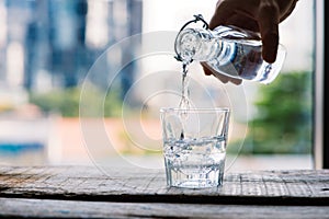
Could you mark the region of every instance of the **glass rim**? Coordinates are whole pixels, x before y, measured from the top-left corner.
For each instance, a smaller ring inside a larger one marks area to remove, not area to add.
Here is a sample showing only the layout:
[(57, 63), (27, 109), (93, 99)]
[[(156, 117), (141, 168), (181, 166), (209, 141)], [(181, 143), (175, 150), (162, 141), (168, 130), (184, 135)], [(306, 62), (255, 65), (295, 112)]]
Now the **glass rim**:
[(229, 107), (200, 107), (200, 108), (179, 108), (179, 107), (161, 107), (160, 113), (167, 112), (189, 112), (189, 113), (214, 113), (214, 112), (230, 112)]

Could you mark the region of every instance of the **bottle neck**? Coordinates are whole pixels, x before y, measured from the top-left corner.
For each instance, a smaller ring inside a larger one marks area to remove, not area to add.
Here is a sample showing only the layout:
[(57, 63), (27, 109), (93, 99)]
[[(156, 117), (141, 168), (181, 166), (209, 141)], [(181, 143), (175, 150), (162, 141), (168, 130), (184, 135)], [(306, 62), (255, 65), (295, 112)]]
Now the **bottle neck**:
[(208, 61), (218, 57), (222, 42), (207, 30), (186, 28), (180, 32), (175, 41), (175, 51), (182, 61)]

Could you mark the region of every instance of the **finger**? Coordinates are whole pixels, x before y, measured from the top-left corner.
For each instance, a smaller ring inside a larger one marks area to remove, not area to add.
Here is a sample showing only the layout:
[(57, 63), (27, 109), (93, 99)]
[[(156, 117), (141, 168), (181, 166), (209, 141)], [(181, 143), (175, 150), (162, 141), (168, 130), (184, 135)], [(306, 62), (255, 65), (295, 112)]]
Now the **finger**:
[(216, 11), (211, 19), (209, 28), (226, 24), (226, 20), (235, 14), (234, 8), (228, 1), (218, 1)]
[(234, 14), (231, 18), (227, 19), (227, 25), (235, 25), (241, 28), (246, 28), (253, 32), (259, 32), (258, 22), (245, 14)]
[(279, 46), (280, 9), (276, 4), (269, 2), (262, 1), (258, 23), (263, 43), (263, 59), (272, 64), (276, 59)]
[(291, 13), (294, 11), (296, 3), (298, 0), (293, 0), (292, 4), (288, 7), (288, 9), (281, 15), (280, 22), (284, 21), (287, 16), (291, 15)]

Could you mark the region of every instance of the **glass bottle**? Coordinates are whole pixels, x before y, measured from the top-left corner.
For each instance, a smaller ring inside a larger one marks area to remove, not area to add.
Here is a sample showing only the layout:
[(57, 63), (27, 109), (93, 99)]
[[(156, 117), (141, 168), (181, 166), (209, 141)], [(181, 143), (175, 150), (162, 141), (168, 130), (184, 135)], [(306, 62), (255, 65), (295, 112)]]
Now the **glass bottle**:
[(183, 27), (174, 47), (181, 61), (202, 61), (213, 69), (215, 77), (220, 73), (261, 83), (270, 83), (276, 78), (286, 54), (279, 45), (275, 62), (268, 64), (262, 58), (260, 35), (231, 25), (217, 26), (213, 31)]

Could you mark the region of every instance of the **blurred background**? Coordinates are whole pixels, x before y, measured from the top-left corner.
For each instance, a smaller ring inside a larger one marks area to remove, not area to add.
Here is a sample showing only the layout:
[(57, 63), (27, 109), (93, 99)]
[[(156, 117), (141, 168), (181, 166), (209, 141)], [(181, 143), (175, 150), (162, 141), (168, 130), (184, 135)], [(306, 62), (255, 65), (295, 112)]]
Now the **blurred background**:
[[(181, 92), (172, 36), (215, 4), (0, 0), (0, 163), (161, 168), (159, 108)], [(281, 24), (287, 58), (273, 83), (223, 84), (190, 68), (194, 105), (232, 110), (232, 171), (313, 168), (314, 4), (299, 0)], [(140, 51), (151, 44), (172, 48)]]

• • • • • • •

> **WHAT IS BEING ASKED**
Can you set out every line of the entries above as a numbered list, skipping the blank lines and leaving the pictures out?

> **ANSWER**
1. Could you mark the region of every instance of the **glass rim**? Coordinates are whole pixels, x before y, measured from the top-left corner.
2. For each instance, a smaller ring inside a larger one marks area to remove, not area to add.
3. Here is a sample showing only the layout:
4. [(57, 63), (27, 109), (93, 99)]
5. [[(156, 117), (141, 168), (181, 166), (209, 141)], [(181, 143), (175, 150), (162, 141), (168, 130), (184, 135)], [(306, 62), (255, 65), (295, 112)]]
6. Now the **glass rim**:
7. [(229, 107), (200, 107), (200, 108), (179, 108), (179, 107), (161, 107), (160, 113), (167, 112), (189, 112), (189, 113), (214, 113), (214, 112), (230, 112)]
8. Could you mark the region of every instance of the **bottle neck**? Coordinates are whole pixels, x before y, measured from the top-left corner.
9. For each instance, a smaller ring inside a larger one marks area to remove, not area to add.
10. Here is a sample showing only the layout:
11. [(57, 63), (27, 109), (93, 99)]
12. [[(156, 117), (141, 168), (181, 166), (209, 141)], [(181, 143), (175, 150), (162, 141), (168, 130), (184, 135)], [(306, 62), (255, 65), (295, 112)]]
13. Now the **bottle neck**:
14. [(208, 61), (218, 57), (222, 42), (207, 30), (186, 28), (180, 32), (175, 41), (175, 51), (182, 61)]
15. Could you mark the region of every instance of the **finger**? Coordinates are whole pixels, x before y, measured from the top-left corner.
16. For each instance, a smaller ring inside a larger one marks area to remove, not area to add.
17. Here is a sample showing only the layout:
18. [(57, 63), (27, 109), (93, 99)]
19. [[(156, 117), (141, 168), (181, 166), (209, 141)], [(181, 143), (175, 150), (162, 141), (168, 130), (184, 135)], [(306, 62), (255, 65), (295, 112)]]
20. Now the **finger**:
21. [(216, 11), (211, 19), (209, 28), (226, 24), (226, 20), (235, 14), (234, 8), (228, 1), (218, 1)]
22. [(234, 14), (231, 18), (227, 19), (227, 25), (235, 25), (241, 28), (246, 28), (253, 32), (259, 32), (258, 22), (245, 14)]
23. [(279, 46), (280, 9), (276, 4), (269, 2), (262, 1), (258, 23), (263, 43), (263, 59), (272, 64), (276, 59)]
24. [(291, 13), (294, 11), (296, 3), (298, 0), (293, 0), (292, 4), (288, 7), (288, 9), (281, 15), (280, 22), (284, 21), (287, 16), (291, 15)]
25. Could you mark the region of every instance of the **glass bottle**? Coordinates are whole pixels, x before y, measured from the top-left corner.
26. For each instance, a smaller ring inside a larger one marks area to remove, not area to add.
27. Here is a sample showing only the layout:
28. [(57, 63), (27, 109), (93, 99)]
29. [[(156, 117), (141, 168), (181, 166), (209, 141)], [(181, 143), (175, 150), (162, 141), (168, 130), (184, 135)], [(306, 62), (255, 65), (295, 112)]]
30. Now the **glass bottle**:
31. [(183, 27), (174, 47), (181, 61), (202, 61), (213, 69), (215, 77), (220, 73), (261, 83), (270, 83), (276, 78), (286, 54), (279, 45), (275, 62), (268, 64), (262, 58), (260, 35), (231, 25), (217, 26), (213, 31)]
32. Could you mark the region of every instance of the **blurred background**? Coordinates are whole pixels, x before y, measured from the top-left corner.
33. For each instance, a smaller ring inside a larger one marks area to remove, not area to add.
34. Here is a sample showing only the layout:
35. [(57, 63), (27, 109), (93, 99)]
36. [[(156, 117), (141, 168), (181, 166), (209, 141)], [(181, 143), (175, 150), (162, 141), (168, 130), (184, 135)], [(306, 62), (255, 65), (295, 112)]]
37. Now the **blurred background**:
38. [[(181, 92), (172, 36), (215, 4), (0, 0), (0, 163), (161, 168), (159, 108)], [(281, 24), (287, 58), (273, 83), (223, 84), (190, 68), (194, 105), (232, 110), (232, 171), (313, 168), (314, 4), (299, 0)], [(140, 51), (151, 44), (172, 48)]]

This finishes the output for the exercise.